- SHORT TASK
Retype the complete listing exactly as it appears.

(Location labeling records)
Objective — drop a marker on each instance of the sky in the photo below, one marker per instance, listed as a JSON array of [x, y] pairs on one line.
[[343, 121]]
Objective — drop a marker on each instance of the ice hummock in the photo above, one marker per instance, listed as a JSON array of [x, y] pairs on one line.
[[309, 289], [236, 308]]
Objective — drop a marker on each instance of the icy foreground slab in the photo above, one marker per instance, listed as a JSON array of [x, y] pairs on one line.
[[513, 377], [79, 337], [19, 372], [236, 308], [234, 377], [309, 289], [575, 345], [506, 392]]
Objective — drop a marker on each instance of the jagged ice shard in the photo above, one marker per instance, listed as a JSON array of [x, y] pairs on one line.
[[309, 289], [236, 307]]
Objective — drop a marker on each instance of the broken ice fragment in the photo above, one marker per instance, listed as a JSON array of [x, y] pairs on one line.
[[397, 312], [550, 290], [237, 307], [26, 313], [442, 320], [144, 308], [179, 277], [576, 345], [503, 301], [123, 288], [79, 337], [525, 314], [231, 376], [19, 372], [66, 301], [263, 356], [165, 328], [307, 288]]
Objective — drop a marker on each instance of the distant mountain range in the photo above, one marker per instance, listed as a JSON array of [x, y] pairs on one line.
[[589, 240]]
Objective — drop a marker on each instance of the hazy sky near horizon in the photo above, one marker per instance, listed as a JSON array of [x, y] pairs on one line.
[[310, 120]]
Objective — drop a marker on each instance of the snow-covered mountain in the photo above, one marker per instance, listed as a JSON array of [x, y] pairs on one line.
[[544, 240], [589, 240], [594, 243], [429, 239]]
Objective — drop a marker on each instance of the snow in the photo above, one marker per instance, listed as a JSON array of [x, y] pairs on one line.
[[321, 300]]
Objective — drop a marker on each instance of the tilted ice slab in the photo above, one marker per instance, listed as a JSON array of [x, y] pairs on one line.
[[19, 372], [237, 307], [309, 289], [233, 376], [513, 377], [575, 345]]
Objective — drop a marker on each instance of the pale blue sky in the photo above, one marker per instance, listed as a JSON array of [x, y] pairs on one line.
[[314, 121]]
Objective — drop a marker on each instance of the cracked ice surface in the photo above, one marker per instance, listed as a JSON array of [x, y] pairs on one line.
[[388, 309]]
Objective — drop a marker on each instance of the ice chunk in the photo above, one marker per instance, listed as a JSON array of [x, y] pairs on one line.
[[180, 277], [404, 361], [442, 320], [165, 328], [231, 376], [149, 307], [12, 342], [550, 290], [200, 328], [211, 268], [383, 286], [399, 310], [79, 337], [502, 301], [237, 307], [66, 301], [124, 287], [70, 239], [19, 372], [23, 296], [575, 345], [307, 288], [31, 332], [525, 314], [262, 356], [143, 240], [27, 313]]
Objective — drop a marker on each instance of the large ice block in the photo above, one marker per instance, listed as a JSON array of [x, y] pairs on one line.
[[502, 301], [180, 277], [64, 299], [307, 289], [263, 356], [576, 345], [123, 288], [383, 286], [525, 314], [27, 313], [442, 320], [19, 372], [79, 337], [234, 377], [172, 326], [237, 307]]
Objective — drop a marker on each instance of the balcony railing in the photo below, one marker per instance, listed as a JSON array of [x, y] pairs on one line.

- WRITTEN RESPONSE
Objective — drop a marker on each instance of the sky in the photo below, one marker per instance, listed as a JSON array of [x, y] pairs on one line.
[[343, 121]]
Objective — drop a marker on each instance of the ice hummock in the photo above, one marker per instance, listed as a JSON array of [x, y] pairs on one line.
[[309, 289], [236, 308]]
Objective — drop a marker on each instance of the icy foreground slab in the photo above, one marker per instance, listed as a JSON array of [x, y] pairs on one line.
[[513, 377], [79, 337], [19, 372], [236, 308], [234, 377], [309, 289], [575, 345], [506, 392]]
Objective — drop a marker on each instance of the jagged ice shard in the photo above, one marker per instance, listed as a JSON array of [x, y] pairs on one line.
[[309, 289], [236, 307]]
Objective — drop a marker on each instance of the broken ice fragment in the photo above, one marker per instance, listed as a JSON array of [x, y] pairs on one line.
[[397, 312], [550, 290], [237, 307], [26, 313], [442, 320], [144, 308], [179, 277], [576, 345], [503, 301], [123, 288], [79, 337], [525, 314], [231, 376], [19, 372], [66, 301], [263, 356], [165, 328], [307, 288]]
Objective — drop a marker on each instance of the distant mountain range in the photo above, one marker per instance, listed as a JSON array of [x, y] pairs on one line.
[[589, 240]]
Objective — drop a marker on each instance of the hazy sky near horizon in the photo above, one marker per instance, listed as a JSON array of [x, y] pairs on one line.
[[310, 120]]
Objective — drop a marker on each instance of the snow-covered mountain in the photo above, one marker per instance, listed as a JSON array of [x, y] pairs on one line.
[[544, 240], [589, 240], [594, 243], [429, 239]]
Objective — drop a marker on each instance of the snow in the photo above, one marker per instance, listed as a JSON array of [x, y] pairs on one line.
[[321, 300]]
Objective — drop a marker on each instance of the tilted ice slab in the photo above, one marker per instance, listed as a JSON array of [x, y] pairs on one line.
[[19, 372], [237, 307], [309, 289], [233, 376], [513, 377], [575, 345]]
Objective — drop a marker on each instance of the pale blue sky in the photo above, one marker per instance, listed as a JSON array of [x, y] pairs on one line.
[[314, 121]]
Objective — drop a marker on each instance of the cracked ice surface in the photo above, one marker per instance, listed as a JSON array of [x, y] pairs on one line.
[[388, 309]]
Objective — drop a marker on each instance of the ice chunk in the photo above, one marker per instance, listed as a JSON array of [x, y] pairs on one line.
[[180, 277], [404, 361], [442, 320], [165, 328], [231, 376], [149, 307], [12, 342], [550, 290], [200, 328], [211, 268], [383, 286], [399, 310], [79, 337], [502, 301], [237, 307], [66, 301], [124, 287], [70, 239], [19, 372], [23, 296], [575, 345], [307, 288], [31, 332], [525, 314], [262, 356], [143, 240], [27, 313]]
Objective — drop a marker on each instance of the large ice block in the photo above, one marker per instance, listed as a JSON array of [x, y] pairs on one line.
[[502, 301], [180, 277], [64, 299], [307, 289], [263, 356], [576, 345], [123, 288], [383, 286], [525, 314], [27, 313], [442, 320], [19, 372], [79, 337], [234, 377], [172, 326], [237, 307]]
Objective — drop a marker on each instance of the balcony railing in the photo below, one marker per instance, listed as a JSON array of [x, y] pairs on one line.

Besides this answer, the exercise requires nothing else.